WHAT THE EXERCISE ASKS:
Carry on the garden post about plants with rich mahogany tones, picking up after its last sentence.

[[ SOURCE PASSAGE open ]]

January 22, 2014

Luxe

Plants that have rich mahogany tones always draw my attention. I like shades of deep cordovan, plummy wine, and tawny cognac.

I am obviously supposed to be living a different life, drinking expensive liqueurs and wearing fine leather accessories while sitting on luxe furniture.

I noticed this when I was going over the photographs Jim took on several garden visits this past summer. The shots I asked him to take were often of plants that had deep coloring.

Like this Hydrangea serrata 'Preziosa" that we saw at Whiteflower Farm in Litchfield, Connecticut (yes the same Whiteflower Farm nursery that sends out the glossy catalog). It was fall, and the red-wine blooming hydrangea was next to a golden amsonia hubrichtii and the combination was extravagantly rich.

I have Hydrangea 'Preziosa' in my garden, but it is small, has never bloomed, and is barely hanging on. I moved it, of course, and in the process I kind of divided it in half (which you really can't do with a woody shrub) and now I have two barely surviving hydrangeas. Will they ever look like this?

At Wave Hill Garden in the Bronx, New York City, a magnolia with leaves backed in velvety mahogany brown caught my attention. It is Magnolia grandiflora 'Bracken's Brown Beauty', and it is a beauty. It's the hardiest of the southern magnolias.

[[ SOURCE PASSAGE closed ]]
[[ DATASET open ]]

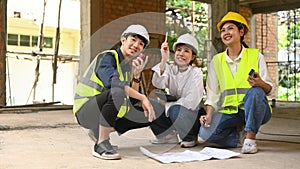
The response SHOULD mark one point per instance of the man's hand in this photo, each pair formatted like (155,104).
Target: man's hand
(138,65)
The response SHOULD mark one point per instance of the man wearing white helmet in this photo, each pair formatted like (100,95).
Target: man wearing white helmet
(185,83)
(109,88)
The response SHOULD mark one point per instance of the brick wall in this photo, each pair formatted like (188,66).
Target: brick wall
(266,39)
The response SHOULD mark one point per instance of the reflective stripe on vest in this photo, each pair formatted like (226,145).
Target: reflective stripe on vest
(90,85)
(233,89)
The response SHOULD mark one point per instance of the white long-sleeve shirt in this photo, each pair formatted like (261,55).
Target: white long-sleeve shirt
(212,84)
(187,86)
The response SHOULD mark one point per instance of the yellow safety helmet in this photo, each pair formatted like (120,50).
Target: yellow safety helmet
(233,16)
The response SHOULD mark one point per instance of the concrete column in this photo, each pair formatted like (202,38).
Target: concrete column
(218,9)
(3,32)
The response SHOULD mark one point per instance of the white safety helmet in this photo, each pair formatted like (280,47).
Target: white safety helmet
(189,40)
(139,30)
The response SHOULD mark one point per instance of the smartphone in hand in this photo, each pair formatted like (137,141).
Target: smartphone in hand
(252,73)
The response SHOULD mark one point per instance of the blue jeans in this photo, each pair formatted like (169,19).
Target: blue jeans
(223,127)
(184,121)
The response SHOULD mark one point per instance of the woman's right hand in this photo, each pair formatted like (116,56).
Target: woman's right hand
(165,52)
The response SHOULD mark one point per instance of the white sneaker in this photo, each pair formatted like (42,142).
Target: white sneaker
(249,148)
(168,139)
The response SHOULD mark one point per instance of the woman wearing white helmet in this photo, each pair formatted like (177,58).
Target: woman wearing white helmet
(236,104)
(108,90)
(185,83)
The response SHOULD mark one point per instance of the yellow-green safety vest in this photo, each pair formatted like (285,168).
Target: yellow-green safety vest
(90,85)
(234,88)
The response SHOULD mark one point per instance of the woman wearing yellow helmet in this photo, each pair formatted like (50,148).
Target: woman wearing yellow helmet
(238,99)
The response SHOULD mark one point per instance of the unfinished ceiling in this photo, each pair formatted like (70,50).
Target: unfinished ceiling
(266,6)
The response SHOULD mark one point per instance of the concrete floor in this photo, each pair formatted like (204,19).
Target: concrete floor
(53,139)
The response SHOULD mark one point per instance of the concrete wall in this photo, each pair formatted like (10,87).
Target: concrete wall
(103,21)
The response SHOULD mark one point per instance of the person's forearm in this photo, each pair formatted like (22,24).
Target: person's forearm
(209,110)
(266,87)
(134,94)
(162,66)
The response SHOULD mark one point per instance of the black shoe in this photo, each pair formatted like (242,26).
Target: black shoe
(105,151)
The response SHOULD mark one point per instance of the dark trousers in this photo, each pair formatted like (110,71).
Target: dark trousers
(102,110)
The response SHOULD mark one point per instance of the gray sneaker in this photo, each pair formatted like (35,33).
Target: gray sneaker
(249,148)
(105,151)
(188,144)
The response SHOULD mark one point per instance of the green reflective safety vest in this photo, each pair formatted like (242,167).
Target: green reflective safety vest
(234,88)
(90,85)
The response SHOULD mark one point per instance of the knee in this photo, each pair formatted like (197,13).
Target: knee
(255,92)
(174,112)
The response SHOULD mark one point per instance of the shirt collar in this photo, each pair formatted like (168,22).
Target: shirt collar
(121,57)
(229,60)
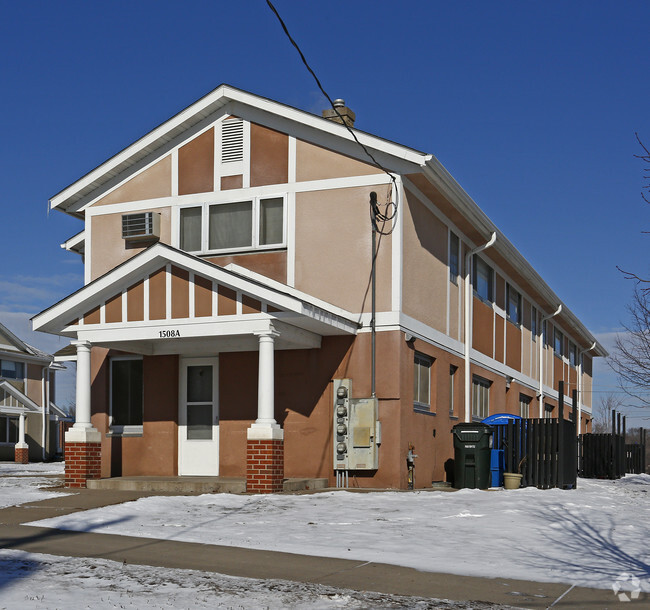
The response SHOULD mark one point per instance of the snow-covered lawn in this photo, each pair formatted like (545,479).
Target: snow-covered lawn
(587,537)
(32,581)
(21,483)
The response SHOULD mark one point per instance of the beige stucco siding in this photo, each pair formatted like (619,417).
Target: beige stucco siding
(152,183)
(317,163)
(426,275)
(333,249)
(108,249)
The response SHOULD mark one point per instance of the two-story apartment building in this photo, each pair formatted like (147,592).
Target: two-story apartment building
(30,420)
(224,327)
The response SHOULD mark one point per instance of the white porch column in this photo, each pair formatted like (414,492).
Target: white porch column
(82,415)
(21,432)
(265,427)
(83,431)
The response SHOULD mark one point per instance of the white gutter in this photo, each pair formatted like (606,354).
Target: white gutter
(580,367)
(542,335)
(469,323)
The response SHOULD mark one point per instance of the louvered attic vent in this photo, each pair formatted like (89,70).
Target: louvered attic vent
(145,225)
(232,140)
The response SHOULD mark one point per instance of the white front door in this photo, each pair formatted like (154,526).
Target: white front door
(198,417)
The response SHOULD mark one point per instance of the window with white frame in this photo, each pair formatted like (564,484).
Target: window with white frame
(513,304)
(10,369)
(480,397)
(454,268)
(8,430)
(422,382)
(483,280)
(558,343)
(127,395)
(253,224)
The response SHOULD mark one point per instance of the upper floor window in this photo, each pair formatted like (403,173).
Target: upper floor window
(12,370)
(422,382)
(483,280)
(480,397)
(257,223)
(454,268)
(558,343)
(514,305)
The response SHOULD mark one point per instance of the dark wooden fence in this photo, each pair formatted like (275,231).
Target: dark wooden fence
(545,451)
(606,456)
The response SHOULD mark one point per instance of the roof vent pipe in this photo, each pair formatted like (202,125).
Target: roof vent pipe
(340,113)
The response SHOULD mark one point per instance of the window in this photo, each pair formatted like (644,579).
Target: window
(558,341)
(239,225)
(12,370)
(422,383)
(126,395)
(514,305)
(480,397)
(8,430)
(483,280)
(452,393)
(454,269)
(533,322)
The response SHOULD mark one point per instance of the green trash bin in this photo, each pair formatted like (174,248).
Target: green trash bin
(472,453)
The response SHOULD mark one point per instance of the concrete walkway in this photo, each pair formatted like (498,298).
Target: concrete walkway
(344,573)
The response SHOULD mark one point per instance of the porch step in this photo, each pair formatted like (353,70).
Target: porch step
(180,485)
(304,484)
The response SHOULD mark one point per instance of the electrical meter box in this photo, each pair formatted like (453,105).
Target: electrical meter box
(357,430)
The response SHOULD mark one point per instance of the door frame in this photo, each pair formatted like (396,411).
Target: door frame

[[ DATASET closed ]]

WRITTEN REPLY:
It's the congac-colored leather-looking underside of the leaves that gives it such a rich look.

Mukdenia rossi 'Crimson Fans' is a red tinged glossy ground cover. I saw this at Cornell Plantations in Ithaca, New York. I was immediately drawn to the richly tipped leaves. The leaves are quite large, the plant mounds over in cascading fans, and the painted edges of the foliage shine jewel-like.

I have several small mukdenias that I planted last year, but of course mine are puny and look like nothing so elegant yet. But those wine tipped fans intrigue me, and someday I will have them.

I grew red tinged clover in a pot last year, because I liked the soft dark splashes on its leaves. This is real clover, Trifolium repans, complete with little white pom pom blooms.

Even humble clover looks luxe dressed in a rich amaranthine.

20 comments:

  1. Love the combo of the amsonia and hydrangea. It seems that the fancy hydrangeas take forever to grow up and bloom. Their time will come tho. Must be patient weedhopper.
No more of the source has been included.